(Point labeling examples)
· · ·

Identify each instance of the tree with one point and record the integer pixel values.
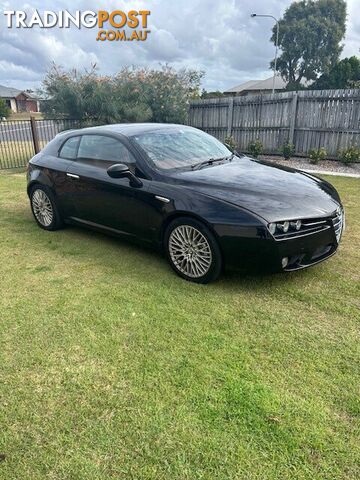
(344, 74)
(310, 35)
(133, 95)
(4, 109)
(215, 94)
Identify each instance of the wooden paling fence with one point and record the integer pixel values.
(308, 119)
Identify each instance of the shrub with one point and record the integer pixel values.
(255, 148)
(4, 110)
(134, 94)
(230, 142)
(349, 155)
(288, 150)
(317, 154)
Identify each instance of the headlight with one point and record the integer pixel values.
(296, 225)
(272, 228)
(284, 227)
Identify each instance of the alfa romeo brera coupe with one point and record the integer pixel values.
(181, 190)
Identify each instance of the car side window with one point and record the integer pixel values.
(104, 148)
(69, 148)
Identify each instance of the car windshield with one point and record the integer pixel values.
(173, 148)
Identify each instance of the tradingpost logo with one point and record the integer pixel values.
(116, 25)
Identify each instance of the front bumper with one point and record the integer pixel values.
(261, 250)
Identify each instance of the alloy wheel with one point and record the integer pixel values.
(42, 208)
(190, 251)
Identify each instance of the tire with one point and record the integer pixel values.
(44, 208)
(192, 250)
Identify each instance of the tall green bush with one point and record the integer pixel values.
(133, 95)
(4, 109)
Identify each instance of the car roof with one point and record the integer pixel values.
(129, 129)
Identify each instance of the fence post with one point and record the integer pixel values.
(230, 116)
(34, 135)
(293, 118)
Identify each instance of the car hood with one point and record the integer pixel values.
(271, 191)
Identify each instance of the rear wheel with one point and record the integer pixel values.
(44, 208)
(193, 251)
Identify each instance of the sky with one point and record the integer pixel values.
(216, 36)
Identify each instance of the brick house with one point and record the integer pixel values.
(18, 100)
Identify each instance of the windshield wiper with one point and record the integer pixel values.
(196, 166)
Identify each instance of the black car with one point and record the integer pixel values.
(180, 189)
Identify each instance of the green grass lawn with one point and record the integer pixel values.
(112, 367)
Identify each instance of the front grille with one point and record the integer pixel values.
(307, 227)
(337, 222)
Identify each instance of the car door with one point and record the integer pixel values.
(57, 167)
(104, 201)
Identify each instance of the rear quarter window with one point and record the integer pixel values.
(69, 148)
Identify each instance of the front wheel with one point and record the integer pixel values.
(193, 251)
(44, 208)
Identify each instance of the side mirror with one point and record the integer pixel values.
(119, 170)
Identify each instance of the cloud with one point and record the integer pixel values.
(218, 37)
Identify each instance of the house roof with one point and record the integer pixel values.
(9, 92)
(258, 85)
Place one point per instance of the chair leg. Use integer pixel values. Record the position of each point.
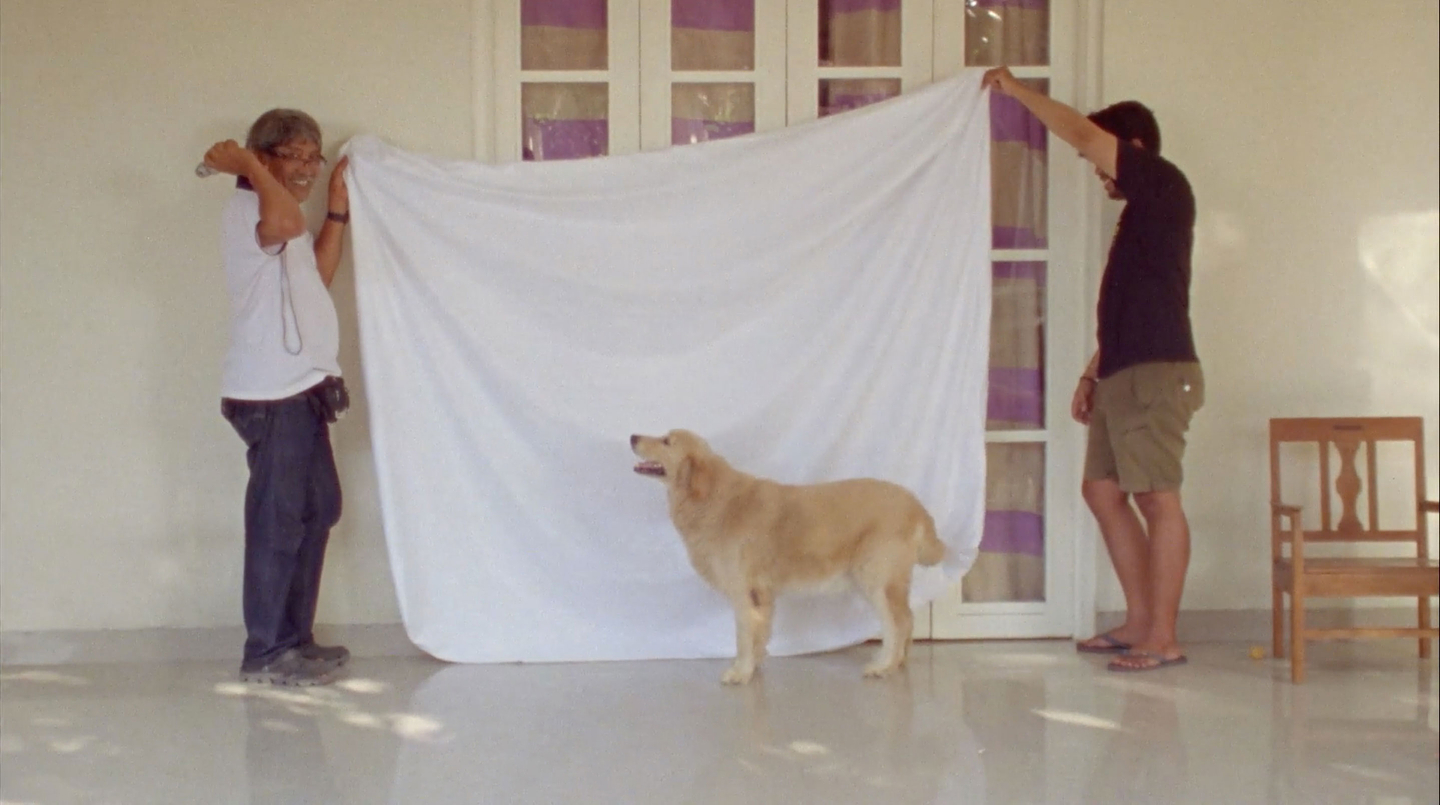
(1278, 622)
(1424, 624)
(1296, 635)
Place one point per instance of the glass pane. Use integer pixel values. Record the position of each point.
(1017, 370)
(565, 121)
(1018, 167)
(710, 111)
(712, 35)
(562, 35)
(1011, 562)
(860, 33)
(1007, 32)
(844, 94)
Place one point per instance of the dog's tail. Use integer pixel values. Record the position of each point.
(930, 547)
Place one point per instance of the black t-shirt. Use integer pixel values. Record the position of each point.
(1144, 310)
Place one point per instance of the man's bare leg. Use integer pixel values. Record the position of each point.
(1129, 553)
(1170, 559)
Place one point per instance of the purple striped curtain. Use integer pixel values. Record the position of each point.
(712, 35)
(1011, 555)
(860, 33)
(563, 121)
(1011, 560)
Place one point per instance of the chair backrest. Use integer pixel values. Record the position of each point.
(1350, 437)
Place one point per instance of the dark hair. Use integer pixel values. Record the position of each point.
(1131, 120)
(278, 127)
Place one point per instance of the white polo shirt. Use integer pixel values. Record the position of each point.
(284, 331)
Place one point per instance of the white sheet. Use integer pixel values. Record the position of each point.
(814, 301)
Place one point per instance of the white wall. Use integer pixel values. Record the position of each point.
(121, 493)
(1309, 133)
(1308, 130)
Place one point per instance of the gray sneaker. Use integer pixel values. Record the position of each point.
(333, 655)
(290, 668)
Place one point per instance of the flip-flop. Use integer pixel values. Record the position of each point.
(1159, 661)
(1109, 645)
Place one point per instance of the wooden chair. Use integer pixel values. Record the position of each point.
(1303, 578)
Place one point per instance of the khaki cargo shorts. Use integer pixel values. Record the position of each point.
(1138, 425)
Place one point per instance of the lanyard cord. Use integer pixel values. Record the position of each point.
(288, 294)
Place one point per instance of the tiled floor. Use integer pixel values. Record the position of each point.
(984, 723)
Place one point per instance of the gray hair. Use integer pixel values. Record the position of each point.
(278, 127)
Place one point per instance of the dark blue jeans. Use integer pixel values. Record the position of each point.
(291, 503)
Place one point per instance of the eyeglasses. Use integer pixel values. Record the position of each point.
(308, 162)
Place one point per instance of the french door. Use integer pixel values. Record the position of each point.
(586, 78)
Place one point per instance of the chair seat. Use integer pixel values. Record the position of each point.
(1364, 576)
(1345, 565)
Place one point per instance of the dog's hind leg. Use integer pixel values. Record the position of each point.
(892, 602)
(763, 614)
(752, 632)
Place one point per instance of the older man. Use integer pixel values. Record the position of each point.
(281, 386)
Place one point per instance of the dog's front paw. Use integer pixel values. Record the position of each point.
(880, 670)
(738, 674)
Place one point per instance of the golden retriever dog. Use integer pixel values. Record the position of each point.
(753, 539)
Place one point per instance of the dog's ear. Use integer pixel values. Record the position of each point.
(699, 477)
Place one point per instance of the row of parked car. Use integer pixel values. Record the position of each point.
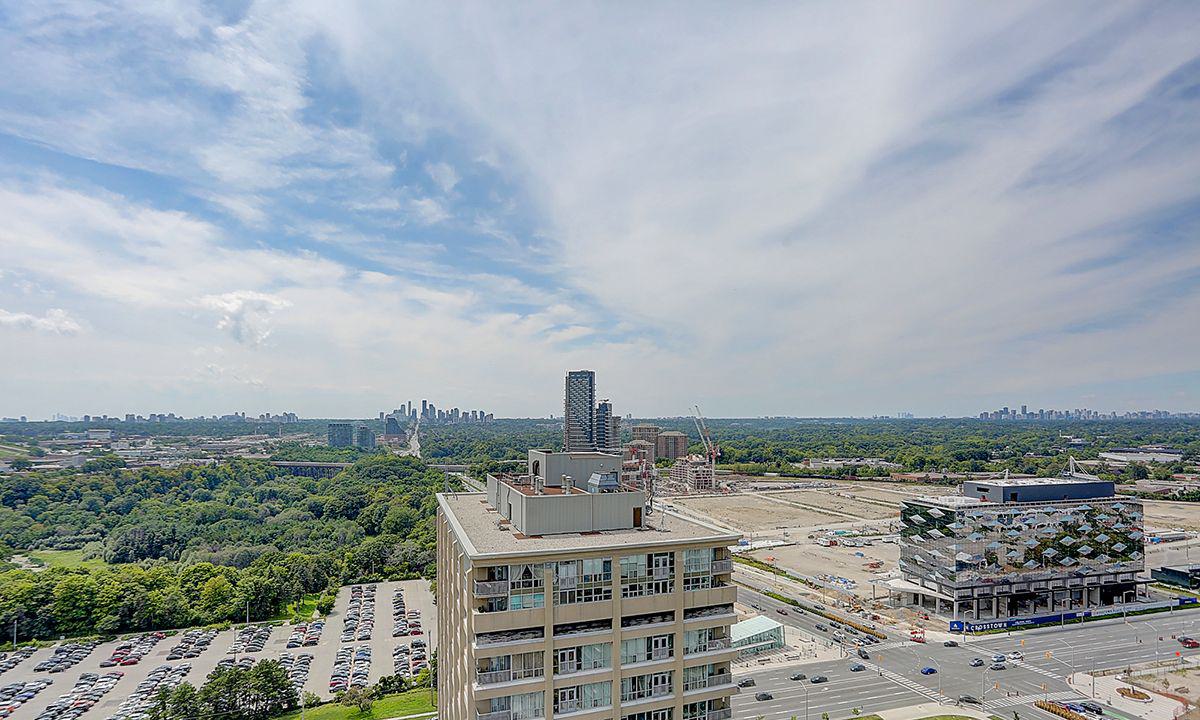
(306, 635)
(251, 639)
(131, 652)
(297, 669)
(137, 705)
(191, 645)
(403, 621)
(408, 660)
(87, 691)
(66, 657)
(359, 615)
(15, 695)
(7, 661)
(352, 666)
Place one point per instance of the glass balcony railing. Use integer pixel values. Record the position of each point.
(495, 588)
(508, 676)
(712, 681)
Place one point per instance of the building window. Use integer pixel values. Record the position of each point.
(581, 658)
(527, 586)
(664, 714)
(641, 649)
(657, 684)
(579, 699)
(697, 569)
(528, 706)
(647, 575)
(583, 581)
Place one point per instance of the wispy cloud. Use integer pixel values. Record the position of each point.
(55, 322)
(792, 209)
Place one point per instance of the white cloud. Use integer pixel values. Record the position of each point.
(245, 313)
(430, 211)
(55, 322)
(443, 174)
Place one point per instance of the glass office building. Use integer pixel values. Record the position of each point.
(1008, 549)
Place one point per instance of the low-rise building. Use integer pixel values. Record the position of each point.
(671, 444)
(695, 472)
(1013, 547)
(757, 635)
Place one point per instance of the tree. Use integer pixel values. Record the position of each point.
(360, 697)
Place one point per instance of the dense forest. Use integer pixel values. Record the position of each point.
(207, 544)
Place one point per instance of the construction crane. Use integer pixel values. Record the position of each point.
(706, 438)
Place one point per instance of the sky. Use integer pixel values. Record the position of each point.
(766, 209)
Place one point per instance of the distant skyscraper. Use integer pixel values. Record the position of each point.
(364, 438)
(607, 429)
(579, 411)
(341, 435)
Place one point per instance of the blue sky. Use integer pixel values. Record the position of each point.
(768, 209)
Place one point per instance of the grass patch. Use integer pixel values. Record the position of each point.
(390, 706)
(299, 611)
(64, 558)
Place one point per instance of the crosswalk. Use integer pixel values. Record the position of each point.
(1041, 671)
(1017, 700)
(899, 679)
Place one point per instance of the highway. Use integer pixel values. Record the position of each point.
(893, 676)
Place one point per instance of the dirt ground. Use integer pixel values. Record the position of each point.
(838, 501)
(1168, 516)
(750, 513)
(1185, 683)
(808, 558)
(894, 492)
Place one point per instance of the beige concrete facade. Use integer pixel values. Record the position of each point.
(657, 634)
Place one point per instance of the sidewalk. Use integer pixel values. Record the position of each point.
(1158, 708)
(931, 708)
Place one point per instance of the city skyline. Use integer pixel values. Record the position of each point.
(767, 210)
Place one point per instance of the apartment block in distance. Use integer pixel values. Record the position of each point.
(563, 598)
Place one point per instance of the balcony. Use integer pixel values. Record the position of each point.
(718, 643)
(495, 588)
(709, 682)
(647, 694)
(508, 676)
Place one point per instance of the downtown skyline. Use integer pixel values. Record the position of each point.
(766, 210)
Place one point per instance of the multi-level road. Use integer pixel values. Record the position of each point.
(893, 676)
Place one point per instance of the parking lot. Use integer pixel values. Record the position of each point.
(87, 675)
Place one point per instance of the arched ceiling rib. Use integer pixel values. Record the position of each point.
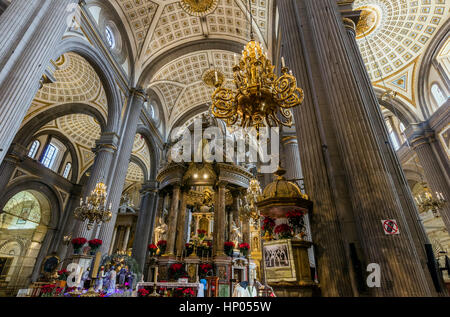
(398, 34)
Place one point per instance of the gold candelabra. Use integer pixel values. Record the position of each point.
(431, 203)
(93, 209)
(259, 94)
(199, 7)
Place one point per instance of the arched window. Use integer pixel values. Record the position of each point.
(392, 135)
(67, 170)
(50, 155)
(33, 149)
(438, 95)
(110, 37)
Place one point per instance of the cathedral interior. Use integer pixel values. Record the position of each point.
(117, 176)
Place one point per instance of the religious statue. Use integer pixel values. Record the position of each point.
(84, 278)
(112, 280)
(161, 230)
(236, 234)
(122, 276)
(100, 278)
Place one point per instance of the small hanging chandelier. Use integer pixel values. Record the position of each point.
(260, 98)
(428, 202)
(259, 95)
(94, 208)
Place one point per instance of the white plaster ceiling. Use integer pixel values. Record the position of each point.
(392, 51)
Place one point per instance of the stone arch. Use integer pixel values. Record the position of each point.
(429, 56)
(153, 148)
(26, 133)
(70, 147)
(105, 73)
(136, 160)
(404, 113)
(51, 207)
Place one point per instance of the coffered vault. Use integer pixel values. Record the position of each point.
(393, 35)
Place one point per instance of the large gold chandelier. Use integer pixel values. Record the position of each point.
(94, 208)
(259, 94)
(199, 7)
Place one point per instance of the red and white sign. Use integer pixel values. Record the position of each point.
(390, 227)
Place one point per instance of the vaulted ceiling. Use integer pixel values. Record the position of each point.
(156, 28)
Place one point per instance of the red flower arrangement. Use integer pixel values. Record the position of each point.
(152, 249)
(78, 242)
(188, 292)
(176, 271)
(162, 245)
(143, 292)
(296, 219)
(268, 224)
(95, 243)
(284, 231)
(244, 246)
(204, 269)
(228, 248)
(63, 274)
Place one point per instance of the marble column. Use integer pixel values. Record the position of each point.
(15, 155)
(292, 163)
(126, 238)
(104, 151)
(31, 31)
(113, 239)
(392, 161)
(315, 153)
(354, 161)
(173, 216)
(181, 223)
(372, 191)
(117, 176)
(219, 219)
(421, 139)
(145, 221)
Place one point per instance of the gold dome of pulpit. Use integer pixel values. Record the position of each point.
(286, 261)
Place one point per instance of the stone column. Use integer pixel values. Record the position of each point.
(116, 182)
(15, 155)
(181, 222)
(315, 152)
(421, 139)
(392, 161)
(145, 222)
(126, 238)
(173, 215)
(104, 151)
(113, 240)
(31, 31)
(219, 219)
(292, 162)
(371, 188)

· · ·

WHAT NEEDS TO BE DONE: Exactly as written, give the line containing "Place one point per instance of the marble" and all remaining lines of the records.

WRITTEN RESPONSE:
Place one point per instance of the marble column. Use integer pixel values. Record the position of each point.
(15, 155)
(292, 163)
(126, 238)
(104, 151)
(31, 31)
(113, 239)
(392, 161)
(315, 153)
(354, 161)
(173, 216)
(181, 223)
(372, 191)
(117, 176)
(219, 219)
(421, 139)
(145, 221)
Place one point per instance of the gold dome of pulpit. Use integer pixel values. Record the position of each point.
(286, 261)
Place one point per instance of the stone column. Use integer pixel values. Record the position of each point.
(116, 182)
(15, 155)
(181, 222)
(315, 152)
(421, 139)
(392, 161)
(145, 222)
(126, 238)
(173, 215)
(104, 151)
(113, 240)
(31, 31)
(219, 219)
(292, 162)
(371, 188)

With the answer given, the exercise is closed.